You should be having positive recreational outings with your spouse, but also with your children on a monthly basis. That will give you some balance into your home and family life. Not sure what to do? Google some ideas online in your area, and then make a list and pick them that way. Or an idea I got off Pinterest earlier this year was to make a "Can of Dates". I got a plastic container from Walmart (the ones you'd put maybe some chocolate covered raisins in. Not sure why that is the first thing that even popped into my head, since I am not a big fan of those. But hopefully you get what I am saying.) You gals can decorate the container all cute if you want, just for fun. I did! Then I typed up several different ideas, printed them off, cut them out and folded them into the jar. Each month you can take one or more out and figure out what your activities are going to be for that month with your spouse. You can have a similar jar for your family too. It kind of makes it fun and to be able to do activities that maybe you might not try or forgot about doing.
Besides that, general every day chit-chat is important - I mean, don't you want to know how your spouse's day went? And don't just ask and then not listen, care about them, care about their day. Be intentional. Stop what you are doing and listen. Don't be distracted by other things going on around you. Even your children - if what they need can wait, help show them that your marriage is important, help instill in them this importance so that when they are married they will have a positive start to their marriage.
Another good thing to do is talking every week as a check-up on making sure you are on the same page... that is huge in marriage! Goal setting individually and helping our spouses make their goals to be reality. If you have the lack of want and lack of feeling like your spouse's goals are important, I would suggest that you change your attitude and be excited about their goals. Of course, you'll want those goals to be something that would enhance themselves - whether that be spiritual, emotional, or physical. But, be excited because this is your spouse we're talking about, this is your spouse who has their own desires, wants, and goals and the first person that you should feel support from is your spouse. If you don't feel support then talk it through, be attentive to the needs of your spouse, care about them, work through them.

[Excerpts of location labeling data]
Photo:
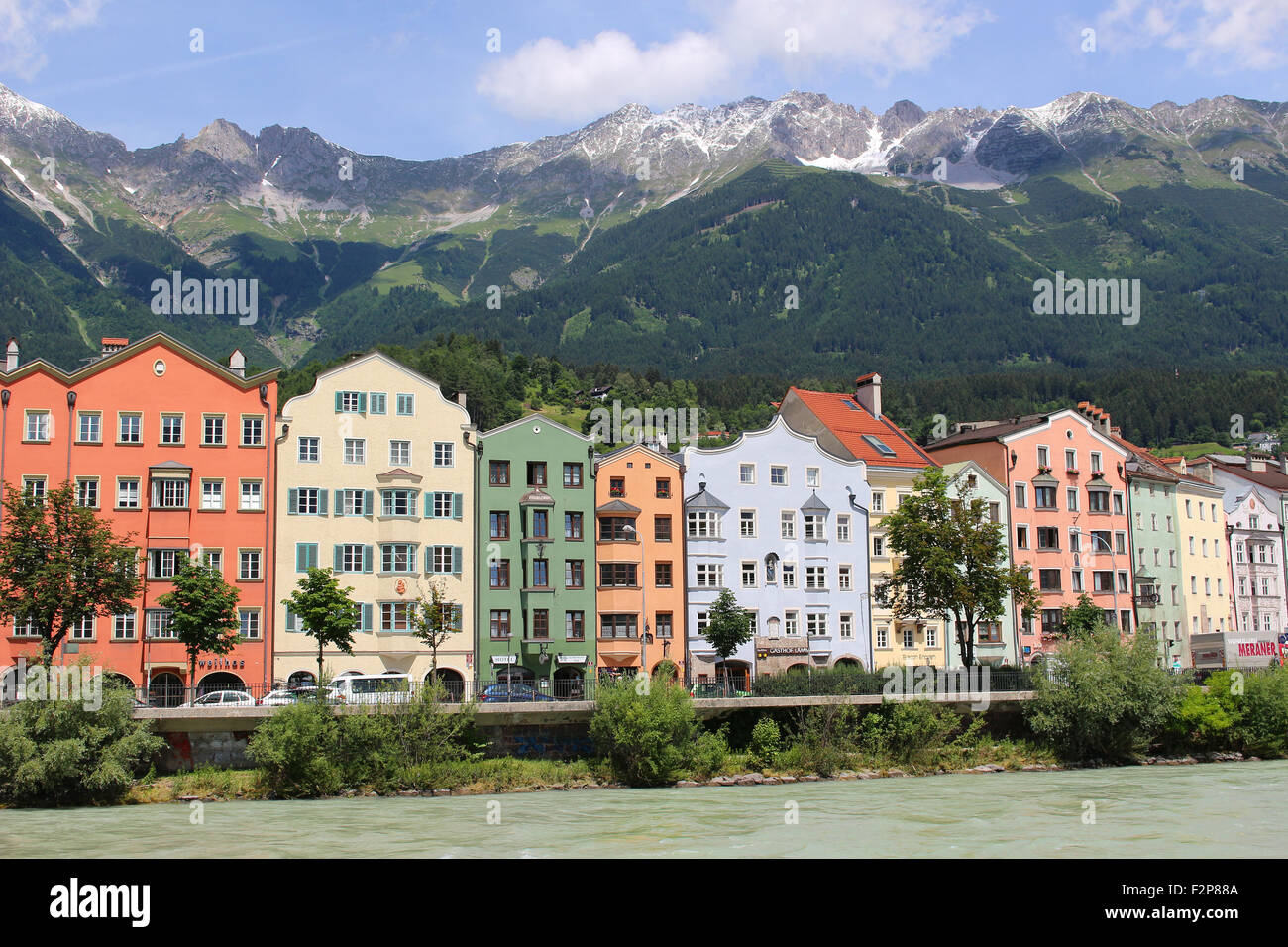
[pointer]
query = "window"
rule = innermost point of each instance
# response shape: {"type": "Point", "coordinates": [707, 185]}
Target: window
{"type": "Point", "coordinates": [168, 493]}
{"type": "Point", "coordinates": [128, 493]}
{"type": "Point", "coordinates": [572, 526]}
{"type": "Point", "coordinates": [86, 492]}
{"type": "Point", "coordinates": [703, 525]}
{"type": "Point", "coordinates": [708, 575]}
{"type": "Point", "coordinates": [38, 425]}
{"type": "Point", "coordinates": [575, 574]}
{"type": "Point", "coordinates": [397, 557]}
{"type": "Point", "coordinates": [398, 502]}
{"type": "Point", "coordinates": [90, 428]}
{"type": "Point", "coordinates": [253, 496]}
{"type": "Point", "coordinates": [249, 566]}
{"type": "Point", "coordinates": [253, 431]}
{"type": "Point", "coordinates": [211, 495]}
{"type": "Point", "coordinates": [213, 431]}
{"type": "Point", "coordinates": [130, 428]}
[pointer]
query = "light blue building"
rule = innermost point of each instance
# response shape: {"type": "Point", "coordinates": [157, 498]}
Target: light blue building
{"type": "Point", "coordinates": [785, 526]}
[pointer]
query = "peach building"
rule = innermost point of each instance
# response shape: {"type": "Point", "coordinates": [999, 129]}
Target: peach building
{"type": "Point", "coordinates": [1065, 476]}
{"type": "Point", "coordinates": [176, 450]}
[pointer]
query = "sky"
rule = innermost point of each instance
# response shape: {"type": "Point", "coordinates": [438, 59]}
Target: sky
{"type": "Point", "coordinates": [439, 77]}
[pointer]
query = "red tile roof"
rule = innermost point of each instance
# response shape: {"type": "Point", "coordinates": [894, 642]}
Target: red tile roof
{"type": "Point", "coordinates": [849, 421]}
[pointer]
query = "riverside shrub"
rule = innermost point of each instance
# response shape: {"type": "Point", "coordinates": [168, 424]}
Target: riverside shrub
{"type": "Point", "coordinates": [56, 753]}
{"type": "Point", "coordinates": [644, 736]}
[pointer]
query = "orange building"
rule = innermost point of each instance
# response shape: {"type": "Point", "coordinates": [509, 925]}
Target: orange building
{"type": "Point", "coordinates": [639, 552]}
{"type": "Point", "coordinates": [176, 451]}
==
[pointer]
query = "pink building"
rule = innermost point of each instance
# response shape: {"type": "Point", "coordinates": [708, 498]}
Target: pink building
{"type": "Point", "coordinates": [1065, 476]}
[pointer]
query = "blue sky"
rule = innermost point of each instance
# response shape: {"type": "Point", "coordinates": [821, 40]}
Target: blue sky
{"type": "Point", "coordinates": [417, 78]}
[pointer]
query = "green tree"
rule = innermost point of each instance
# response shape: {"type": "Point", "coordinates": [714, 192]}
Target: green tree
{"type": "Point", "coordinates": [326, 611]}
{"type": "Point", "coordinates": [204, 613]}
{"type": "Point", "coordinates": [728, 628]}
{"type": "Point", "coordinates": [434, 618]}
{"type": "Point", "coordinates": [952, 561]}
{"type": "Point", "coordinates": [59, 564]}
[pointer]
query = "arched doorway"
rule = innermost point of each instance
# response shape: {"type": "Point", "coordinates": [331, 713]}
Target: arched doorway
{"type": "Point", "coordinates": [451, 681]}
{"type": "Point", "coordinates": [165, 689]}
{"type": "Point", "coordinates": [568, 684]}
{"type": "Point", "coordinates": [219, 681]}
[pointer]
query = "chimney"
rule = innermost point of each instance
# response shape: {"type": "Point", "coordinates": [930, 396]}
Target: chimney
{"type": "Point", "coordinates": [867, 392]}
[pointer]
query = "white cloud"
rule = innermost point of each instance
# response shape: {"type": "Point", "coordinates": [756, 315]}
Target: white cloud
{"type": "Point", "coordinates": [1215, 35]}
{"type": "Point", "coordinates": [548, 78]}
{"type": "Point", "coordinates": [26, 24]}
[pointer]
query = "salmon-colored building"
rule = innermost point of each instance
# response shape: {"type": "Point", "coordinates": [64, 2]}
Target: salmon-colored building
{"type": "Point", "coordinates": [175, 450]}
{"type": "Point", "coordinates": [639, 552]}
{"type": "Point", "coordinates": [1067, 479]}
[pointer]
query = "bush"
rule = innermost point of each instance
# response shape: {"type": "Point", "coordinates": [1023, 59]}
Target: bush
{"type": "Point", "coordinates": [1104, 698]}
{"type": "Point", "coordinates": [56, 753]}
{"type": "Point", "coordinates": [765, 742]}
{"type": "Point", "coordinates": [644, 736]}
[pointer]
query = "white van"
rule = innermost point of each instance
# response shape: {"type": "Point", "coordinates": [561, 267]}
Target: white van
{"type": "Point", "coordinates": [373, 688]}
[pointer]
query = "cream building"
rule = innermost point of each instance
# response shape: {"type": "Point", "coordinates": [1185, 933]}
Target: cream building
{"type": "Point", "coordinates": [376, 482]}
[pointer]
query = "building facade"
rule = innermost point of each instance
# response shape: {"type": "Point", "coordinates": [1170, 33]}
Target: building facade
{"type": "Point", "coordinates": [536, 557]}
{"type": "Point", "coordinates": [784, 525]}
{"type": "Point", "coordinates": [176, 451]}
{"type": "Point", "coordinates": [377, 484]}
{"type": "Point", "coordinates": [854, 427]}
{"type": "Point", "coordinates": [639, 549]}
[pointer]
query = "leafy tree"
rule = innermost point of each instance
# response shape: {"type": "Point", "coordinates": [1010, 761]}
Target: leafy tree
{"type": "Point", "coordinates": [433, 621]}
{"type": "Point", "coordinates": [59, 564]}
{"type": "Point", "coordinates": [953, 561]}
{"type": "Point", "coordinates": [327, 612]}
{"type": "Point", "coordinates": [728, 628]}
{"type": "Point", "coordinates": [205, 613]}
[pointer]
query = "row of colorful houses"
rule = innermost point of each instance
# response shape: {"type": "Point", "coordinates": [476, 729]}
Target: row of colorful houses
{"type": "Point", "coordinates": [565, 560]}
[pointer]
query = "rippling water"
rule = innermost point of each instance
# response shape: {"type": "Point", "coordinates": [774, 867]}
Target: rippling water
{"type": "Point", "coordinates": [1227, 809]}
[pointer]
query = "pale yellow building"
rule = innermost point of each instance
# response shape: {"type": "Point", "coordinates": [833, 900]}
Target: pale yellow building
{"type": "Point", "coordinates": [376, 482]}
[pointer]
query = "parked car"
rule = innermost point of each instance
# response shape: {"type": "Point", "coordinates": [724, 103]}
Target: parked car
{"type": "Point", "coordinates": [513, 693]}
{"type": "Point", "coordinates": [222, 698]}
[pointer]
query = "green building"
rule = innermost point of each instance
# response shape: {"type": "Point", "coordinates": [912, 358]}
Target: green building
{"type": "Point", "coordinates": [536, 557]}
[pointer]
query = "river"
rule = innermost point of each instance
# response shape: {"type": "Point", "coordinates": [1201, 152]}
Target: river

_Prompt 1_:
In the marriage text, where did the writer get the plastic container for the "Can of Dates"?
_Prompt 2_:
Rewrite the marriage text, everything from "Besides that, general" down to "to their marriage.", putting "sidetracked" in place of "distracted".

_Complete answer 1_:
From Walmart.

_Complete answer 2_:
Besides that, general every day chit-chat is important - I mean, don't you want to know how your spouse's day went? And don't just ask and then not listen, care about them, care about their day. Be intentional. Stop what you are doing and listen. Don't be sidetracked by other things going on around you. Even your children - if what they need can wait, help show them that your marriage is important, help instill in them this importance so that when they are married they will have a positive start to their marriage.